Selected text ▸
=== Section Start ===
Real-time label-free monitoring of adipose-derived stem cell differentiation with electric cell-substrate impedance sensing

226

Citations

40

References

2011

Year

TLDR

Real‑time, label‑free monitoring of stem‑cell differentiation is essential for scaling cell‑therapy production while preserving therapeutic potential. The authors cultured adipose‑derived stem cells on multielectrode arrays and recorded complex impedance (Z*) every 180 s for 17 days across 62.5–64 kHz with an ECIS Zθ instrument. Distinct impedance trajectories for osteogenic versus adipogenic differentiation emerged within 12 h, with barrier resistance and membrane capacitance changes enabling early lineage discrimination and demonstrating that impedance sensing can quantitatively track adult stem‑cell differentiation in real time.
=== Section End ===
Dataset entries ▸
=== Section Start ===
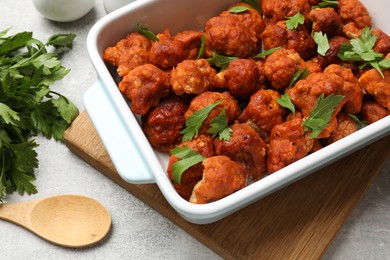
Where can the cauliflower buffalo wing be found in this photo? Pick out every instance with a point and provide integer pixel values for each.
(192, 77)
(243, 113)
(289, 142)
(221, 177)
(129, 53)
(263, 110)
(145, 86)
(234, 34)
(162, 124)
(227, 103)
(245, 147)
(204, 146)
(241, 78)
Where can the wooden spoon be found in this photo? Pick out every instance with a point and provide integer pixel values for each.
(65, 220)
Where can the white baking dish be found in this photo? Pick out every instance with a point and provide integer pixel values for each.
(132, 155)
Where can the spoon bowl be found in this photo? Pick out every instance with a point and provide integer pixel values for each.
(65, 220)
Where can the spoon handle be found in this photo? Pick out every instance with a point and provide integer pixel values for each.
(17, 213)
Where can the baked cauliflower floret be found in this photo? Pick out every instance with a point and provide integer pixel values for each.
(241, 78)
(278, 10)
(289, 142)
(299, 39)
(144, 86)
(227, 103)
(128, 53)
(221, 177)
(246, 147)
(192, 77)
(162, 124)
(281, 66)
(325, 20)
(353, 11)
(306, 92)
(351, 88)
(263, 110)
(233, 34)
(203, 145)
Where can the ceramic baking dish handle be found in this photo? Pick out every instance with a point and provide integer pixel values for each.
(121, 147)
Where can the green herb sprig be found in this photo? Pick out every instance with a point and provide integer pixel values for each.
(361, 50)
(300, 74)
(28, 106)
(188, 158)
(322, 42)
(266, 52)
(195, 121)
(147, 33)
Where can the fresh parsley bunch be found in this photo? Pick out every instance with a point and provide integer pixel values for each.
(28, 106)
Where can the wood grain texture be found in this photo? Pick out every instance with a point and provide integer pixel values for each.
(296, 222)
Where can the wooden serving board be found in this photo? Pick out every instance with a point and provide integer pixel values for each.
(298, 221)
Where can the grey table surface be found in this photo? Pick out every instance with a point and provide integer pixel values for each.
(138, 232)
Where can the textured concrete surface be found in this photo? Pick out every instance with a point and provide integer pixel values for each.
(138, 232)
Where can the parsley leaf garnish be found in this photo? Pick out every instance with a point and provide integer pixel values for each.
(322, 42)
(294, 21)
(300, 74)
(220, 61)
(27, 105)
(254, 4)
(238, 9)
(321, 115)
(285, 101)
(147, 33)
(267, 52)
(202, 45)
(219, 126)
(361, 50)
(327, 3)
(61, 40)
(188, 158)
(195, 121)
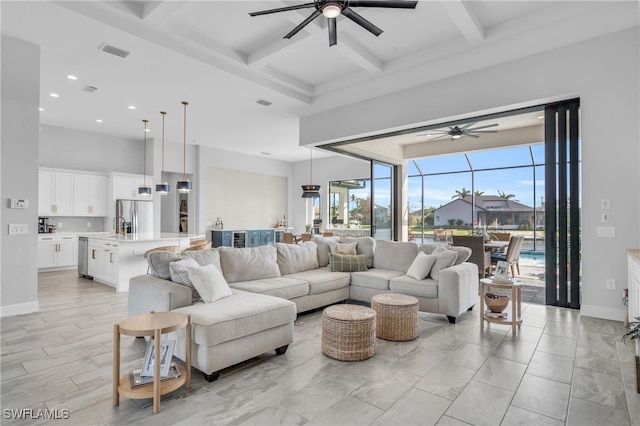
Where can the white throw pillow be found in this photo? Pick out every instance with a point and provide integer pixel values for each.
(209, 282)
(421, 266)
(444, 259)
(180, 275)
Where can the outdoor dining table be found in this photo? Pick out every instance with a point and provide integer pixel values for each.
(495, 245)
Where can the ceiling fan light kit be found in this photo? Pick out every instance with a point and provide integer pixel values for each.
(456, 132)
(331, 9)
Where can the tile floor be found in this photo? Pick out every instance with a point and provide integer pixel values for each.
(560, 368)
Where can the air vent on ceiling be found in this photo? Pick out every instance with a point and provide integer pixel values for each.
(114, 50)
(88, 88)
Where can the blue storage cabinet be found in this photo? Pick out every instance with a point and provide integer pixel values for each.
(266, 237)
(222, 238)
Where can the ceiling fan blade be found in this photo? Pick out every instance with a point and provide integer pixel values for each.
(355, 17)
(384, 3)
(303, 24)
(333, 32)
(282, 9)
(484, 127)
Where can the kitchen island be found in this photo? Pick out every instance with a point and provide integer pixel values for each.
(114, 259)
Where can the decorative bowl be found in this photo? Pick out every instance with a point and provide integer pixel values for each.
(496, 303)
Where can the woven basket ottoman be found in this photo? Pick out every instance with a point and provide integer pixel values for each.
(349, 332)
(397, 316)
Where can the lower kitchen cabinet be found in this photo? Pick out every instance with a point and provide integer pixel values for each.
(57, 251)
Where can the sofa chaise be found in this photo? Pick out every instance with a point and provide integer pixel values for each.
(270, 285)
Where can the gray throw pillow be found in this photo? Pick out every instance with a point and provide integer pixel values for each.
(347, 262)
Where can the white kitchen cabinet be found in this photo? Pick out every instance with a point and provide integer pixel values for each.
(57, 251)
(55, 193)
(89, 195)
(103, 261)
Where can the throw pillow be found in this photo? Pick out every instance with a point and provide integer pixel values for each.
(347, 262)
(209, 282)
(180, 275)
(343, 248)
(421, 266)
(444, 259)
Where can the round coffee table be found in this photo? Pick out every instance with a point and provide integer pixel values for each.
(349, 332)
(397, 316)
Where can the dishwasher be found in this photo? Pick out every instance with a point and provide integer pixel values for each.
(83, 257)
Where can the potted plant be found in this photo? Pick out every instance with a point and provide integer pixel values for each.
(633, 334)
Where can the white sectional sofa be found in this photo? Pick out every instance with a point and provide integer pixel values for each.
(272, 284)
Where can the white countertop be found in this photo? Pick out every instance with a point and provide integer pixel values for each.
(129, 238)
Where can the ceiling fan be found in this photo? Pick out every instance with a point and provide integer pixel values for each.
(456, 132)
(331, 9)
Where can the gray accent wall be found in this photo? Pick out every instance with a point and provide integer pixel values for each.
(20, 71)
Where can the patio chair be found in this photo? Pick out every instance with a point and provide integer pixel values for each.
(479, 255)
(512, 255)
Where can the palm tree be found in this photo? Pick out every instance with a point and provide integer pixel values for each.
(464, 192)
(505, 195)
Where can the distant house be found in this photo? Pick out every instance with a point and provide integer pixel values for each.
(488, 210)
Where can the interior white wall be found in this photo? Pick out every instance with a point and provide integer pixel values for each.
(20, 70)
(213, 158)
(603, 72)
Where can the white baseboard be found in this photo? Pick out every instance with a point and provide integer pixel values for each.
(603, 313)
(19, 309)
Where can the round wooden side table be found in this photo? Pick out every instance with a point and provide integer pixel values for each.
(396, 316)
(153, 324)
(513, 318)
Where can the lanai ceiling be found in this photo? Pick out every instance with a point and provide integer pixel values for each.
(221, 60)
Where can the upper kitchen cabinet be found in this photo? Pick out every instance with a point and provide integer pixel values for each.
(55, 195)
(89, 195)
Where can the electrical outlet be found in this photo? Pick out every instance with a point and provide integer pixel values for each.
(18, 229)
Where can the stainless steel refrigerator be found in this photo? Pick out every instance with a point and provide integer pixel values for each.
(135, 215)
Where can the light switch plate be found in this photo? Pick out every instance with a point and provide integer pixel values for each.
(606, 231)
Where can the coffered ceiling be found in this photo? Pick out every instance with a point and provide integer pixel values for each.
(221, 60)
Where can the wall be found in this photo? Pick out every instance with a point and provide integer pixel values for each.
(603, 72)
(20, 70)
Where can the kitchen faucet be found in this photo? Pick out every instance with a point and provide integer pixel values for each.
(122, 230)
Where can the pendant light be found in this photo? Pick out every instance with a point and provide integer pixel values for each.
(183, 184)
(310, 191)
(145, 190)
(163, 187)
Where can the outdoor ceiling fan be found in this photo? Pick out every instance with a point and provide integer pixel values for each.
(456, 132)
(331, 9)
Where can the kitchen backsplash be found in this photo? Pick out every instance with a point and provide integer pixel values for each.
(80, 224)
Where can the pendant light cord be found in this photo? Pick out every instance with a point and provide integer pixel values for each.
(162, 171)
(184, 154)
(144, 161)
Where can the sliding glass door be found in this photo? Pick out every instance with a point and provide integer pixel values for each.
(382, 201)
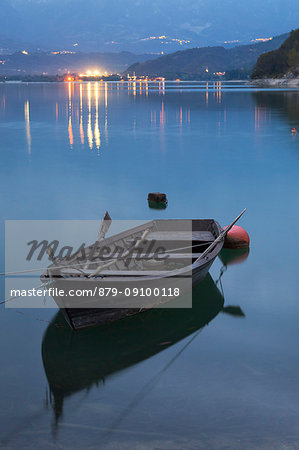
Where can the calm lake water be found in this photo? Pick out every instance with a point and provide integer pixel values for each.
(71, 151)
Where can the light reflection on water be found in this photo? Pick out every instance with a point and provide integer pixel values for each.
(73, 150)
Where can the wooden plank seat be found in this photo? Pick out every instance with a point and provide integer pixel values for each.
(121, 273)
(204, 236)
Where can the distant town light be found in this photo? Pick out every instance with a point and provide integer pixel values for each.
(261, 39)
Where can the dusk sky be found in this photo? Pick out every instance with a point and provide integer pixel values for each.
(114, 25)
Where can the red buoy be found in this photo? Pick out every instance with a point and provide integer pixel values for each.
(237, 237)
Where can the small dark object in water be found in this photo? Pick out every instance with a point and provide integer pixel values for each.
(157, 200)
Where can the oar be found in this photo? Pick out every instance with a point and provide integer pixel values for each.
(220, 237)
(105, 225)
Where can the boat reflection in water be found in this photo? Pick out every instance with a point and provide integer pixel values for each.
(77, 360)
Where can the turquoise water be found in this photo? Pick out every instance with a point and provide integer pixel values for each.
(71, 151)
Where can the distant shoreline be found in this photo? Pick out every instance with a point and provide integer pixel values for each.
(276, 82)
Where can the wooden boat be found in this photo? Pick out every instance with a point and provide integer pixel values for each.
(134, 266)
(184, 242)
(77, 361)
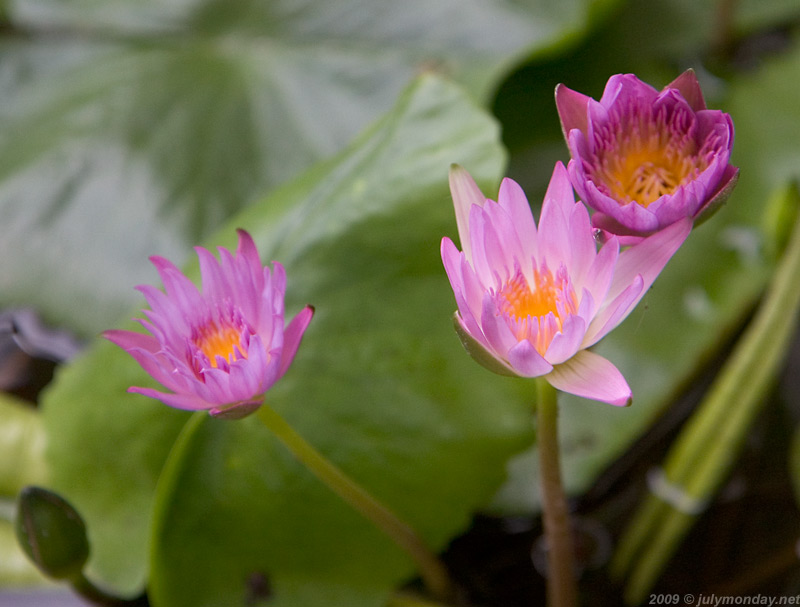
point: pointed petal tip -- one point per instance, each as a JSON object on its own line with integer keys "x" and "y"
{"x": 689, "y": 88}
{"x": 572, "y": 109}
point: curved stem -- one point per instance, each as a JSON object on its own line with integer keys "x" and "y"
{"x": 430, "y": 567}
{"x": 561, "y": 587}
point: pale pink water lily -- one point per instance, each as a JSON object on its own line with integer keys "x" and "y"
{"x": 222, "y": 348}
{"x": 644, "y": 159}
{"x": 531, "y": 301}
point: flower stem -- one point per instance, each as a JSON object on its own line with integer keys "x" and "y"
{"x": 429, "y": 566}
{"x": 561, "y": 587}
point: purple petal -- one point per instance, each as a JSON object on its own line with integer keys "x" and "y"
{"x": 567, "y": 342}
{"x": 494, "y": 329}
{"x": 527, "y": 362}
{"x": 591, "y": 376}
{"x": 292, "y": 337}
{"x": 465, "y": 193}
{"x": 689, "y": 88}
{"x": 614, "y": 313}
{"x": 554, "y": 235}
{"x": 648, "y": 257}
{"x": 571, "y": 107}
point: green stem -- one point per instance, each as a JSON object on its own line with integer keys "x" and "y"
{"x": 707, "y": 448}
{"x": 430, "y": 567}
{"x": 561, "y": 587}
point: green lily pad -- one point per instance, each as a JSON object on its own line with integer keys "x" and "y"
{"x": 381, "y": 386}
{"x": 141, "y": 126}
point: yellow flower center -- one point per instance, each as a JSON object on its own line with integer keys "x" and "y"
{"x": 521, "y": 301}
{"x": 646, "y": 158}
{"x": 537, "y": 312}
{"x": 214, "y": 340}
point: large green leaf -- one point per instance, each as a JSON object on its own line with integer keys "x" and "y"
{"x": 380, "y": 385}
{"x": 130, "y": 128}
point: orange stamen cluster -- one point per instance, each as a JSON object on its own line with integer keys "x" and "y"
{"x": 537, "y": 312}
{"x": 219, "y": 340}
{"x": 641, "y": 157}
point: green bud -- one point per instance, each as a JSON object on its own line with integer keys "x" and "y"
{"x": 51, "y": 533}
{"x": 478, "y": 353}
{"x": 779, "y": 218}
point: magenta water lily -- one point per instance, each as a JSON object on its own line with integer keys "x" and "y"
{"x": 531, "y": 301}
{"x": 222, "y": 348}
{"x": 644, "y": 159}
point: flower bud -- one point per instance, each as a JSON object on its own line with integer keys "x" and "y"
{"x": 51, "y": 533}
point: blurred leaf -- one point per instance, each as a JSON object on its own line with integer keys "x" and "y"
{"x": 381, "y": 385}
{"x": 22, "y": 444}
{"x": 132, "y": 128}
{"x": 15, "y": 568}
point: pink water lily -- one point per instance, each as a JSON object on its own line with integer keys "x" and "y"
{"x": 644, "y": 159}
{"x": 531, "y": 301}
{"x": 222, "y": 348}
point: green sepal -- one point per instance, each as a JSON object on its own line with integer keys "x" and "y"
{"x": 479, "y": 353}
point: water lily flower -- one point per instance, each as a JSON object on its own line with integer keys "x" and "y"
{"x": 222, "y": 348}
{"x": 644, "y": 159}
{"x": 531, "y": 301}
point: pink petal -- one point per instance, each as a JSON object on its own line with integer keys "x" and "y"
{"x": 591, "y": 376}
{"x": 689, "y": 88}
{"x": 648, "y": 257}
{"x": 513, "y": 200}
{"x": 601, "y": 272}
{"x": 567, "y": 342}
{"x": 292, "y": 337}
{"x": 465, "y": 193}
{"x": 614, "y": 313}
{"x": 468, "y": 292}
{"x": 494, "y": 329}
{"x": 571, "y": 107}
{"x": 554, "y": 234}
{"x": 527, "y": 362}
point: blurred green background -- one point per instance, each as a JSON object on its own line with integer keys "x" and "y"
{"x": 130, "y": 128}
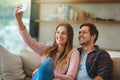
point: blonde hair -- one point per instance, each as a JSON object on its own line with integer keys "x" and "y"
{"x": 52, "y": 51}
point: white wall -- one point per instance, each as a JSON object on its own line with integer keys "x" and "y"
{"x": 109, "y": 33}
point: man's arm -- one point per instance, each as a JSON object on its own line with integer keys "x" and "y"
{"x": 98, "y": 78}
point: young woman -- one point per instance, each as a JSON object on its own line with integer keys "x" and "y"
{"x": 66, "y": 59}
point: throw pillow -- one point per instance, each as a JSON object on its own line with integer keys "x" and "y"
{"x": 10, "y": 66}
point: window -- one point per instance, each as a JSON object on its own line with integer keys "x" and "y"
{"x": 9, "y": 35}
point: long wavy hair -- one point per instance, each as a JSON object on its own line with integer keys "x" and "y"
{"x": 52, "y": 51}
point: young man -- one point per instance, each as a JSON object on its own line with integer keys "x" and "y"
{"x": 95, "y": 63}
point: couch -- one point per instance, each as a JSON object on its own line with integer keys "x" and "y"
{"x": 20, "y": 66}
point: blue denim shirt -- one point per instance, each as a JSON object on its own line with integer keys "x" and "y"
{"x": 98, "y": 63}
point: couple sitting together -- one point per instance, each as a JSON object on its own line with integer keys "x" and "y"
{"x": 62, "y": 61}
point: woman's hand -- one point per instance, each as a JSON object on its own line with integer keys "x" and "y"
{"x": 34, "y": 72}
{"x": 18, "y": 13}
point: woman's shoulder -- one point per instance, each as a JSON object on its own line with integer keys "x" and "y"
{"x": 74, "y": 52}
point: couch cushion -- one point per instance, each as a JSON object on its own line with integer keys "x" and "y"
{"x": 116, "y": 69}
{"x": 31, "y": 61}
{"x": 10, "y": 66}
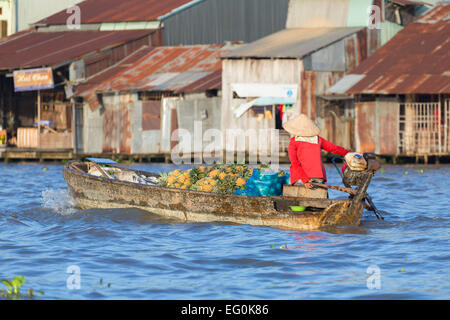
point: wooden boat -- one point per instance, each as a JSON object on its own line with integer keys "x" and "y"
{"x": 198, "y": 206}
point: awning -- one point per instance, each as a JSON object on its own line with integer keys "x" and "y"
{"x": 239, "y": 110}
{"x": 345, "y": 83}
{"x": 265, "y": 90}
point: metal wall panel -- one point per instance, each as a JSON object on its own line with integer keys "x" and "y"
{"x": 376, "y": 126}
{"x": 365, "y": 126}
{"x": 31, "y": 11}
{"x": 217, "y": 21}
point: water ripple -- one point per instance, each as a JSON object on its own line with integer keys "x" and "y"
{"x": 132, "y": 254}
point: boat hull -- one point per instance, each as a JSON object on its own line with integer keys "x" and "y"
{"x": 197, "y": 206}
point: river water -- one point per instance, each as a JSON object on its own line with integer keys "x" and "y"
{"x": 131, "y": 254}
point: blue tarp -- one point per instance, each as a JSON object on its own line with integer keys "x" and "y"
{"x": 101, "y": 160}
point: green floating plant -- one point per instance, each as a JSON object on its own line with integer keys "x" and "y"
{"x": 13, "y": 288}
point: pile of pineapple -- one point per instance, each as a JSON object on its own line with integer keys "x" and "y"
{"x": 224, "y": 179}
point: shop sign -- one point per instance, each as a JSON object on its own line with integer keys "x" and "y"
{"x": 33, "y": 79}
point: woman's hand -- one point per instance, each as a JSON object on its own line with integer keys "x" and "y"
{"x": 308, "y": 184}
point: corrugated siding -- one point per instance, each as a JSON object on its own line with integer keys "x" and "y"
{"x": 189, "y": 111}
{"x": 217, "y": 21}
{"x": 389, "y": 30}
{"x": 317, "y": 13}
{"x": 376, "y": 124}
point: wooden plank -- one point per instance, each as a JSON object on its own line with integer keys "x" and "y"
{"x": 286, "y": 202}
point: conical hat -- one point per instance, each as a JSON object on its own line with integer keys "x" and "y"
{"x": 302, "y": 126}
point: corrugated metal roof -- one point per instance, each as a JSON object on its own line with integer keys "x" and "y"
{"x": 415, "y": 61}
{"x": 175, "y": 69}
{"x": 34, "y": 49}
{"x": 409, "y": 2}
{"x": 292, "y": 43}
{"x": 100, "y": 11}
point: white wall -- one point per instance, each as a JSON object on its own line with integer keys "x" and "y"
{"x": 31, "y": 11}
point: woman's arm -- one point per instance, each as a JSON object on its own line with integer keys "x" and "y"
{"x": 328, "y": 146}
{"x": 296, "y": 167}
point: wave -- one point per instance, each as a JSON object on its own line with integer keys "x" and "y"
{"x": 58, "y": 201}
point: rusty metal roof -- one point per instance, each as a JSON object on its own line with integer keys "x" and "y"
{"x": 175, "y": 69}
{"x": 292, "y": 43}
{"x": 415, "y": 61}
{"x": 409, "y": 2}
{"x": 35, "y": 49}
{"x": 103, "y": 11}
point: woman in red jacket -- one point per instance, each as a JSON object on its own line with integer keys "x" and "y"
{"x": 305, "y": 151}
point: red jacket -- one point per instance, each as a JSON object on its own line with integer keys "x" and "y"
{"x": 306, "y": 159}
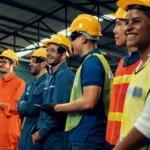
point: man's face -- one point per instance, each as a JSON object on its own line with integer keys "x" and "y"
{"x": 76, "y": 39}
{"x": 5, "y": 65}
{"x": 138, "y": 29}
{"x": 35, "y": 68}
{"x": 53, "y": 56}
{"x": 119, "y": 33}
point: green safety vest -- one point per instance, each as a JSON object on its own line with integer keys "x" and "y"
{"x": 73, "y": 118}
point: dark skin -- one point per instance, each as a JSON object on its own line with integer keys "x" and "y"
{"x": 138, "y": 32}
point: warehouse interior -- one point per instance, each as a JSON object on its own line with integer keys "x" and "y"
{"x": 23, "y": 24}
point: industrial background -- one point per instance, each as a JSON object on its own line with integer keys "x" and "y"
{"x": 24, "y": 23}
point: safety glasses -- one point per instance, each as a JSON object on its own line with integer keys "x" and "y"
{"x": 37, "y": 60}
{"x": 75, "y": 35}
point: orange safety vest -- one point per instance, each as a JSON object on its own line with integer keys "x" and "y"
{"x": 10, "y": 91}
{"x": 118, "y": 92}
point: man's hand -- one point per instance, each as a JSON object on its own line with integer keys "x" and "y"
{"x": 36, "y": 137}
{"x": 48, "y": 109}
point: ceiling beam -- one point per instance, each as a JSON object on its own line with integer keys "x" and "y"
{"x": 76, "y": 6}
{"x": 22, "y": 31}
{"x": 19, "y": 35}
{"x": 31, "y": 9}
{"x": 8, "y": 19}
{"x": 30, "y": 23}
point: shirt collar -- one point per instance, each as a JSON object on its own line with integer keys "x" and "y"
{"x": 131, "y": 59}
{"x": 95, "y": 50}
{"x": 41, "y": 78}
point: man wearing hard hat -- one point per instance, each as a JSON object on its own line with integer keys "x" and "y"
{"x": 29, "y": 105}
{"x": 135, "y": 120}
{"x": 121, "y": 80}
{"x": 11, "y": 88}
{"x": 86, "y": 120}
{"x": 50, "y": 129}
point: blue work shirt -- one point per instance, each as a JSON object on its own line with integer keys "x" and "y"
{"x": 57, "y": 90}
{"x": 92, "y": 126}
{"x": 33, "y": 95}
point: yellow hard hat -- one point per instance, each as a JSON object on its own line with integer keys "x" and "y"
{"x": 41, "y": 52}
{"x": 9, "y": 53}
{"x": 86, "y": 23}
{"x": 125, "y": 3}
{"x": 120, "y": 13}
{"x": 60, "y": 40}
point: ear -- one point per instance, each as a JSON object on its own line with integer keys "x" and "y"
{"x": 63, "y": 56}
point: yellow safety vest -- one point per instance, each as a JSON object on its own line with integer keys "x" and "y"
{"x": 135, "y": 99}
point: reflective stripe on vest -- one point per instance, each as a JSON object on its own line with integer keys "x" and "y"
{"x": 122, "y": 79}
{"x": 73, "y": 118}
{"x": 118, "y": 92}
{"x": 115, "y": 116}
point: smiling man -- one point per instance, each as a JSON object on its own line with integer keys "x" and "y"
{"x": 11, "y": 89}
{"x": 121, "y": 80}
{"x": 135, "y": 121}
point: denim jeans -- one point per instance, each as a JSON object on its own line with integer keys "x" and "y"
{"x": 83, "y": 146}
{"x": 54, "y": 141}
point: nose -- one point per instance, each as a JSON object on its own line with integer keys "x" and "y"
{"x": 128, "y": 27}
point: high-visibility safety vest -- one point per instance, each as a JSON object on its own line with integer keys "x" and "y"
{"x": 135, "y": 99}
{"x": 73, "y": 118}
{"x": 118, "y": 92}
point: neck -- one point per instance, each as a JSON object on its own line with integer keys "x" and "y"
{"x": 41, "y": 73}
{"x": 145, "y": 55}
{"x": 131, "y": 50}
{"x": 6, "y": 75}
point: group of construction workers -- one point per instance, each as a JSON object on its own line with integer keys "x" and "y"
{"x": 91, "y": 110}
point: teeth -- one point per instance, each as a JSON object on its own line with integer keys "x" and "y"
{"x": 131, "y": 36}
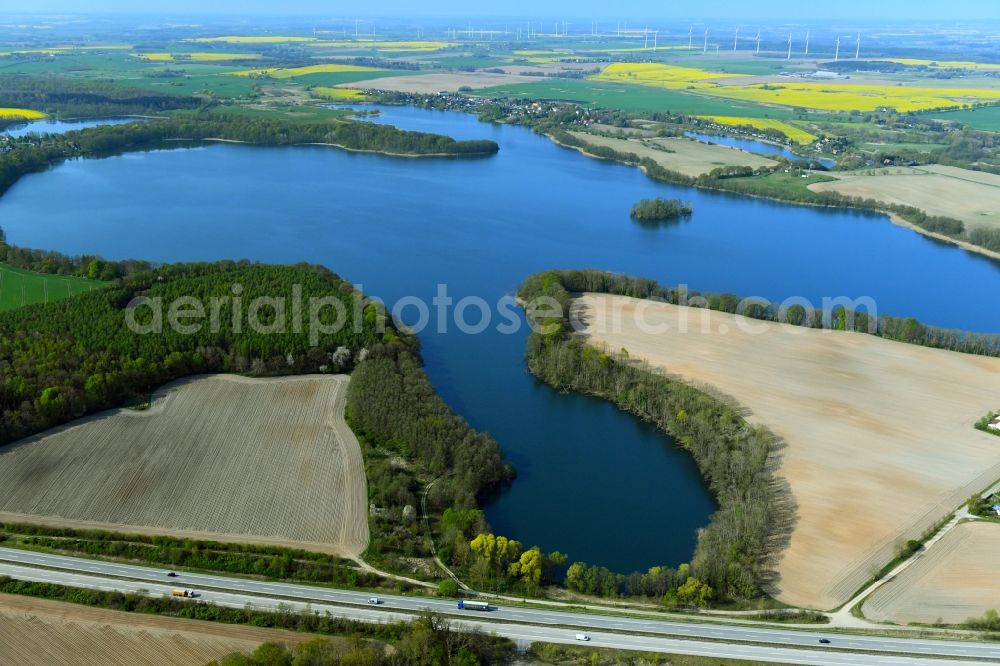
=== Section End ===
Exercise prompt ▸
Reproduce the full text above about monitoring stem cell differentiation with impedance sensing, word for word and without any changes.

Written response ▸
Real-time label-free monitoring of adipose-derived stem cell differentiation with electric cell-substrate impedance sensing

226

Citations

40

References

2011

Year

TLDR

Real‑time, label‑free monitoring of stem‑cell differentiation is essential for scaling cell‑therapy production while preserving therapeutic potential. The authors cultured adipose‑derived stem cells on multielectrode arrays and recorded complex impedance (Z*) every 180 s for 17 days across 62.5–64 kHz with an ECIS Zθ instrument. Distinct impedance trajectories for osteogenic versus adipogenic differentiation emerged within 12 h, with barrier resistance and membrane capacitance changes enabling early lineage discrimination and demonstrating that impedance sensing can quantitatively track adult stem‑cell differentiation in real time.